For me, minimalist crossover designs have a sense of speed and attack that make them stand apart from typical two- and three-way designs. In the Essence’s case, transient information is ricochet-immediate, with no trailing artifacts. Solo piano, in particular, exhibited terrific micro-transient speed. Beyond this attention to transient information, there was a delicacy of detail to acoustic guitar, mandolin, and banjo that communicated a greater sense of the human component¬—the finer gradations of volume and timing that make listening to the neo-Bluegrass music of Nickel Creek such s distinct pleasure. To be fair, there was also a hint of added sparkle in the upper octaves of these instruments, but that was easily forgotten after a few moments. Dynamically, the Essence is an unalloyed party animal. It gently prods percussions cues forward and snare drum thwacks land like grenades. Similarly the ping off of drumheads sound as if the skins were retensioned for crisper impact.

* [TASKS TO COMPLETE]
- A) In the loudspeaker review, which instrument is said to have shown terrific micro-transient speed?
- B) Carry on writing the loudspeaker review from the point where it stops.

(Point annotation dataset records)

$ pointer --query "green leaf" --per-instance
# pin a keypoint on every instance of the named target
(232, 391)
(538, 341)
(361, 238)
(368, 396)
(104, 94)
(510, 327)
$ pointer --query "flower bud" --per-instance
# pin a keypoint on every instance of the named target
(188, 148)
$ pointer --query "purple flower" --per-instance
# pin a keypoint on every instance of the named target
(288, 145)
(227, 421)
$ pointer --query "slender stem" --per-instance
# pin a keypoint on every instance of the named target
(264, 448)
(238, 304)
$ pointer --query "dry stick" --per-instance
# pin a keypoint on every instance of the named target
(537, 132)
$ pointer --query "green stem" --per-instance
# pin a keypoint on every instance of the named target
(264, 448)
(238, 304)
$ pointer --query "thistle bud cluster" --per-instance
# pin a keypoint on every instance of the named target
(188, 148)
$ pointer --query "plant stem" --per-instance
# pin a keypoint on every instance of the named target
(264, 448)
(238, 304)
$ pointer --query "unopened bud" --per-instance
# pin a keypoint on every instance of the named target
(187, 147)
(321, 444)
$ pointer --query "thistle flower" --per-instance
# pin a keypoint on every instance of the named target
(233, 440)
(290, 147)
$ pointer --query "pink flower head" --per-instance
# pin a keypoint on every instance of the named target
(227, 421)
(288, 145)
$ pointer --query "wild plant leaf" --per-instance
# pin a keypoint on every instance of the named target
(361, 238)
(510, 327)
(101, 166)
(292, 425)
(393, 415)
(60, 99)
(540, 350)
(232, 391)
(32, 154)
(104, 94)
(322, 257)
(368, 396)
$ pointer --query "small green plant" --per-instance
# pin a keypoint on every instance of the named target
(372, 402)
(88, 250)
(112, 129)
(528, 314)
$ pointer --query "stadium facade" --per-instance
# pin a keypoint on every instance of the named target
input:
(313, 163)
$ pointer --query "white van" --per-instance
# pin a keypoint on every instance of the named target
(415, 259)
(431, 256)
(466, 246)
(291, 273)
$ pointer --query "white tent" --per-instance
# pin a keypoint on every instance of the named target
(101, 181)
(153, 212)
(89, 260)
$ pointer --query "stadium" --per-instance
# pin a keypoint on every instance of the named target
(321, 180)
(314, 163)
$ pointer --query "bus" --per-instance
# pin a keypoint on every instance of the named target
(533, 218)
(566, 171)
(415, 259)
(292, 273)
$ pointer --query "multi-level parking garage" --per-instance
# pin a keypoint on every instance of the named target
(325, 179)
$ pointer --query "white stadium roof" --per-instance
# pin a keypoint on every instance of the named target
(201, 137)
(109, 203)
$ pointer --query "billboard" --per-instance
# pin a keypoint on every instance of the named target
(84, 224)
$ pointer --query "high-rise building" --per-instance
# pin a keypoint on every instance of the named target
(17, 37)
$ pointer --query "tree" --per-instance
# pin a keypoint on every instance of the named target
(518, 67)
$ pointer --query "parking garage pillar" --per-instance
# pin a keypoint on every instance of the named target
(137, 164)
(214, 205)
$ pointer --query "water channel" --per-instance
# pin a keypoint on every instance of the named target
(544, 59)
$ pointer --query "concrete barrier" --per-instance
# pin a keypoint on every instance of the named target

...

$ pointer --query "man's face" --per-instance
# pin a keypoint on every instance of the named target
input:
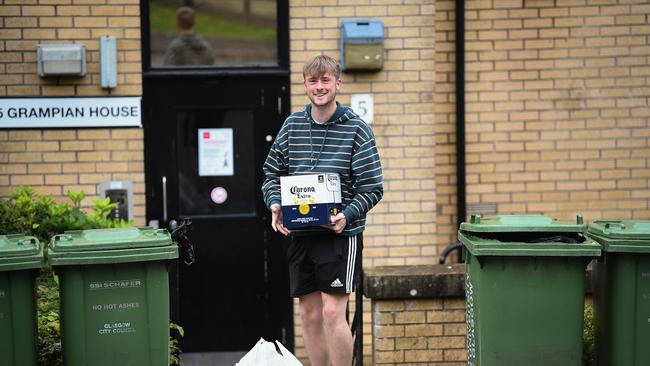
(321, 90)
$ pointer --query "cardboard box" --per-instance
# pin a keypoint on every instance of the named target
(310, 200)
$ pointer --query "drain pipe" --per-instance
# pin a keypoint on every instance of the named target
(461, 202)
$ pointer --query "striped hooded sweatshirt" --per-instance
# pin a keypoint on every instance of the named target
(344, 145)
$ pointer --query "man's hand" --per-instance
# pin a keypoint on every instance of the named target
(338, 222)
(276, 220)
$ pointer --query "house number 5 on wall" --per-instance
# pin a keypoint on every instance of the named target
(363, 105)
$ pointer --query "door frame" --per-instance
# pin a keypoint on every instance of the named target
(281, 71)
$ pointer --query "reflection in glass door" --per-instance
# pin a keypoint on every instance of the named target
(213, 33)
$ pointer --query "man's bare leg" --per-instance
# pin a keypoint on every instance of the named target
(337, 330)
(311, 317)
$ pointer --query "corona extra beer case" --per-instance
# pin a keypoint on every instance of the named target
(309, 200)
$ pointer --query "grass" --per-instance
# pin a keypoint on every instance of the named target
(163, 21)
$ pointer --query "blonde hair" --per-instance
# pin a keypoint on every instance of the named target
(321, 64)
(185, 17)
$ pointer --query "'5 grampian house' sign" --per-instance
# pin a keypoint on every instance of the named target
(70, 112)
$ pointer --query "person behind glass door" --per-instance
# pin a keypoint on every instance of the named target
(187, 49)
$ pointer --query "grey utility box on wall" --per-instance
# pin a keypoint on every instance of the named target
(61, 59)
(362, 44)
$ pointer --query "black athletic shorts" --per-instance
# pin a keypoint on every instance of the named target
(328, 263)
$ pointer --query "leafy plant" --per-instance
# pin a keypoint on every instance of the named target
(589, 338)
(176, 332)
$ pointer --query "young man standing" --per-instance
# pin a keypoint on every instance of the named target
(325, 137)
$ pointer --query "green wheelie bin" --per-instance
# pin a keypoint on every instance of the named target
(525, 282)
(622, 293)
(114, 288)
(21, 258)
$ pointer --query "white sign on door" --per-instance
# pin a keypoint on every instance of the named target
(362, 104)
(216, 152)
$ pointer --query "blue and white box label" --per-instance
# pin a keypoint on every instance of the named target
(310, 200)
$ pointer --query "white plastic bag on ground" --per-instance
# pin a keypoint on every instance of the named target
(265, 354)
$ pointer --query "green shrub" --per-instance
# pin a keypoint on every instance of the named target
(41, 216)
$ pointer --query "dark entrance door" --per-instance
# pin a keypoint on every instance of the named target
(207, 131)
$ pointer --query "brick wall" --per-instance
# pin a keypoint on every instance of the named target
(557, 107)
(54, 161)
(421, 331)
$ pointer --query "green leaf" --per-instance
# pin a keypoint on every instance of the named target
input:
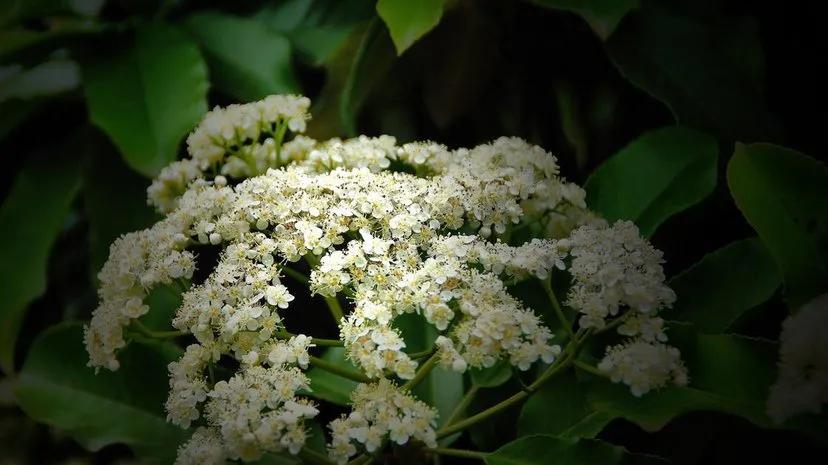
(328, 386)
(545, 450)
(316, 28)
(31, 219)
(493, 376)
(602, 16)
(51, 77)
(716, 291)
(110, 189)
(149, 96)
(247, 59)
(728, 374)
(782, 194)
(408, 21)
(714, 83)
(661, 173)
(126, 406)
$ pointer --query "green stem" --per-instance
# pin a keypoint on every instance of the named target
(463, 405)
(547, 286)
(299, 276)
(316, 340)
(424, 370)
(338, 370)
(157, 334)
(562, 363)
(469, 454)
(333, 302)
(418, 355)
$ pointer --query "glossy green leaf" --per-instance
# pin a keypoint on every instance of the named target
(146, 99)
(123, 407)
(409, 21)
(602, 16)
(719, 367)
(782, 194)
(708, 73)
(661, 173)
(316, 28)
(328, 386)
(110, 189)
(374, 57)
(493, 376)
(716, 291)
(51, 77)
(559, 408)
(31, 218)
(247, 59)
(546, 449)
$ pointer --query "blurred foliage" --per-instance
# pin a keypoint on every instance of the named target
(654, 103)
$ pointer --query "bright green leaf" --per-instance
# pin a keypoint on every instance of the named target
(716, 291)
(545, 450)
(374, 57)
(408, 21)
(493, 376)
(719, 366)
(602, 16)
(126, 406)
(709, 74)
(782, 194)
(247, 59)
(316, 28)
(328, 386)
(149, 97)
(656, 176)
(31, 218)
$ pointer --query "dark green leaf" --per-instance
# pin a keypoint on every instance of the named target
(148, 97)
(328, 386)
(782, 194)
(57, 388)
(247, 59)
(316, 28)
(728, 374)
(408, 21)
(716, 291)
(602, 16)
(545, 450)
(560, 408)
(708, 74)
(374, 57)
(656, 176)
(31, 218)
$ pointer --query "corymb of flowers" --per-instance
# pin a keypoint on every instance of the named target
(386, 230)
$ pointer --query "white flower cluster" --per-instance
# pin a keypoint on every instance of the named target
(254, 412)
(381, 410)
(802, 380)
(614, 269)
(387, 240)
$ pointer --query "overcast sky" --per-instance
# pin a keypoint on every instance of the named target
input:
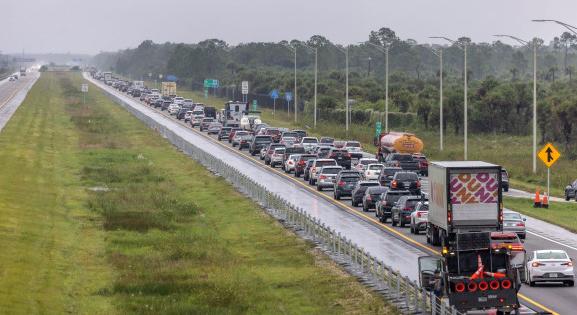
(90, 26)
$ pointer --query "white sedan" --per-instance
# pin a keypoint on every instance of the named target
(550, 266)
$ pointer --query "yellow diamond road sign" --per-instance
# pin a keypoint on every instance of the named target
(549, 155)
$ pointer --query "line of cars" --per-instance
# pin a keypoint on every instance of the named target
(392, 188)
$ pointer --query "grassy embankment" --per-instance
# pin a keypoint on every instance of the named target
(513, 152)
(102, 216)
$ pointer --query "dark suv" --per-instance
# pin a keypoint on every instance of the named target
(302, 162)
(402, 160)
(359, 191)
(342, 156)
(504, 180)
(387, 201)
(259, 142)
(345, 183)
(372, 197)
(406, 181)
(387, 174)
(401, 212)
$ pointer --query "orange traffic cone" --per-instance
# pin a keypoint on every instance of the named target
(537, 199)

---

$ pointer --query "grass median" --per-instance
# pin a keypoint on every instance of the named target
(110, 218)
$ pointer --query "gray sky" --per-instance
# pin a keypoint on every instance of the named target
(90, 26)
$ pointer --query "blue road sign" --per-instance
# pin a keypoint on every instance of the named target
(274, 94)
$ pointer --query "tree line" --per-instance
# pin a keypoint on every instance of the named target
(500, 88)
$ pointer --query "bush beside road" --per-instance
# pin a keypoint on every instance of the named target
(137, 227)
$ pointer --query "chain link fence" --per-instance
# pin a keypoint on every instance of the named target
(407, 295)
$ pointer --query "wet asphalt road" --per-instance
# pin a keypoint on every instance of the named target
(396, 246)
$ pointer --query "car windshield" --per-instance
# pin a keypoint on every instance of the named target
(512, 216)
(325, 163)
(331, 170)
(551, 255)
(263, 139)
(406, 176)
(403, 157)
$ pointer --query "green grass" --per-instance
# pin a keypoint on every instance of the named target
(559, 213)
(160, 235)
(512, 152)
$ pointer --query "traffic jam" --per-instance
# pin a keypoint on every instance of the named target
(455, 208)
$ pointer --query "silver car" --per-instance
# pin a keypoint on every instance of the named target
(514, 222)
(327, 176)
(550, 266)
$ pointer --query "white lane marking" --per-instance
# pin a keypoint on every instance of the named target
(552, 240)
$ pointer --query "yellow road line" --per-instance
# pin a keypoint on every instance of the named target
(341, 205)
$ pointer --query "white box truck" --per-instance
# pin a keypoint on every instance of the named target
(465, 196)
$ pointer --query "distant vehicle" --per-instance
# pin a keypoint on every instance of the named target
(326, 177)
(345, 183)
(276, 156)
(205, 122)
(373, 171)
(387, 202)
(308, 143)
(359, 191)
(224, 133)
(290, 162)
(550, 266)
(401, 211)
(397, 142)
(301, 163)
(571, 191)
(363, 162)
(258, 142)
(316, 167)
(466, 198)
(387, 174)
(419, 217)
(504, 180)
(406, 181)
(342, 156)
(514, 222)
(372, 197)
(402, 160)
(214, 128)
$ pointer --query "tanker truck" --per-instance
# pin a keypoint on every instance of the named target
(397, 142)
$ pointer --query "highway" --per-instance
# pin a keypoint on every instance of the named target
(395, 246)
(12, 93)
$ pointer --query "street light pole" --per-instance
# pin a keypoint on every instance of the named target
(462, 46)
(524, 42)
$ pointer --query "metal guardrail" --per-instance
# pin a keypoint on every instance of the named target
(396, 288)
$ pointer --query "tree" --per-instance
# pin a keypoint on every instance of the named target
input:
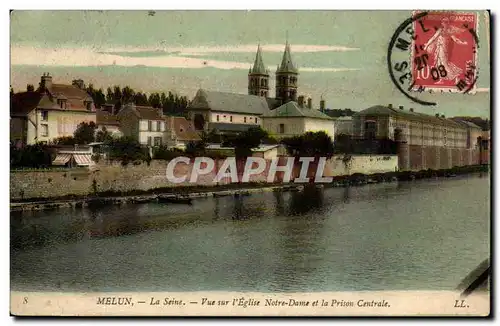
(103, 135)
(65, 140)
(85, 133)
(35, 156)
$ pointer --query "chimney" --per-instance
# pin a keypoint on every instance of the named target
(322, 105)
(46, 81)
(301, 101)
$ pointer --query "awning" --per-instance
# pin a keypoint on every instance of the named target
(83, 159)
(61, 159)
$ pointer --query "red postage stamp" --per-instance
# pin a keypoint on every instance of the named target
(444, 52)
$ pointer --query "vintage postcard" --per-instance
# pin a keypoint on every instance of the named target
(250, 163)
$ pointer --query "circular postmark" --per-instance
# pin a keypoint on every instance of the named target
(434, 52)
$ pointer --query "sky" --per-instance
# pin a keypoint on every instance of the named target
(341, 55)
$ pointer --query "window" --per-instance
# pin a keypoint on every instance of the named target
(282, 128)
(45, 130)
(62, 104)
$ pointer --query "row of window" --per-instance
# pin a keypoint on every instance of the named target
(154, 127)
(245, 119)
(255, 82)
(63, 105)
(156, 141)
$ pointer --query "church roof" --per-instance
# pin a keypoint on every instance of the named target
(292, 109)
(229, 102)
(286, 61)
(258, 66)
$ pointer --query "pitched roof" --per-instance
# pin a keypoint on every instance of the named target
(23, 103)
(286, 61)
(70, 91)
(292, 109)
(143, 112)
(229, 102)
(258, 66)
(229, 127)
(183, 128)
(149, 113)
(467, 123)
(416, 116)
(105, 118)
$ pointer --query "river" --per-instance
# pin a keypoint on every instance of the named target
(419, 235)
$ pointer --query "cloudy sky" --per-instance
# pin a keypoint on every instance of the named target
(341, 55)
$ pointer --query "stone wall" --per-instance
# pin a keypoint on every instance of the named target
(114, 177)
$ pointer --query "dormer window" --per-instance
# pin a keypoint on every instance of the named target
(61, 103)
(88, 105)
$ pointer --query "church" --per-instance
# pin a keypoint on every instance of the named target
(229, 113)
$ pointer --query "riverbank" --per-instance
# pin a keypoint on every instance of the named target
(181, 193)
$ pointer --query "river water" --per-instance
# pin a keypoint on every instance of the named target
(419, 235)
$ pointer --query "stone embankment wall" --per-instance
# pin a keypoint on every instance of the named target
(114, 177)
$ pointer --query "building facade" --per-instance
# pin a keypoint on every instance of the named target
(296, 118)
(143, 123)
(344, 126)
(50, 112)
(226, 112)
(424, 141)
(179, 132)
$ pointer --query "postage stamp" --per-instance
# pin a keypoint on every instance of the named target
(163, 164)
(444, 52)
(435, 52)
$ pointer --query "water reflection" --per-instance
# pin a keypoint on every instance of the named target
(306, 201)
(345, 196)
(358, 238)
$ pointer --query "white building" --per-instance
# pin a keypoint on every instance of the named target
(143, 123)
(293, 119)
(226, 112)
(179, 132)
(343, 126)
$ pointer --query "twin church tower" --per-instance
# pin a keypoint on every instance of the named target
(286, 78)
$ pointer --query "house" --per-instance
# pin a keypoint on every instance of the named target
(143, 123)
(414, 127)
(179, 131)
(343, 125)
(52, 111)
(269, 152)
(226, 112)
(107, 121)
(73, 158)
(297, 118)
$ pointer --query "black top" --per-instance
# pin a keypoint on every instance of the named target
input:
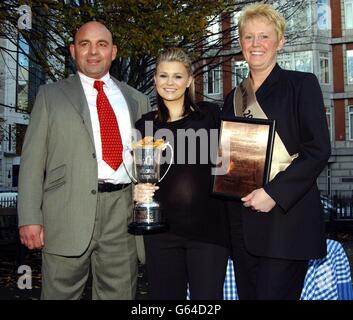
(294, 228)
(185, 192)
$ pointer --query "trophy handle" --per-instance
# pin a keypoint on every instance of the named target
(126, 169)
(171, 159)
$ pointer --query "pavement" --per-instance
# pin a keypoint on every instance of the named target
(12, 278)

* [PER-TASK ANSWERS]
- A) Solo piano.

- B)
The Essence is a great lesson in the power of one. And much credit is owed the determined Zu keepers for pursuing the one-driver solution and delivering it with such value and mind-bending economy. For me, the Essence never failed to forge a strongly musical connection. But it also provoked me to consider the old conundrum about just what constitutes musicality and realism in a loudspeaker. Tonality hardliners will squabble that it misses the bull’s-eye in a couple of significant areas. Conversely, many will applaud Zu Audio’s more holistic approach. One thing we do know,¬ however, is that there's no such thing as one-speaker-fits-all design. The Zu Audio Essence really needs to be experienced to understand its unique magic. In the world of cookie-cutter audio, there's really nothing else like it out there.
SPECS & PRICING
Drivers: Ribbon tweeter, 10.33” full-range
Frequency response: 30Hz-40kHz
Nominal impedance: 12 ohms
Dimensions: 49” x 12” x 12”
Weight: 65 lbs.
Price: $4000 in standard finishes (walnut and ghost black); add $1200 for custom finishes.
3350 S. 1500 W.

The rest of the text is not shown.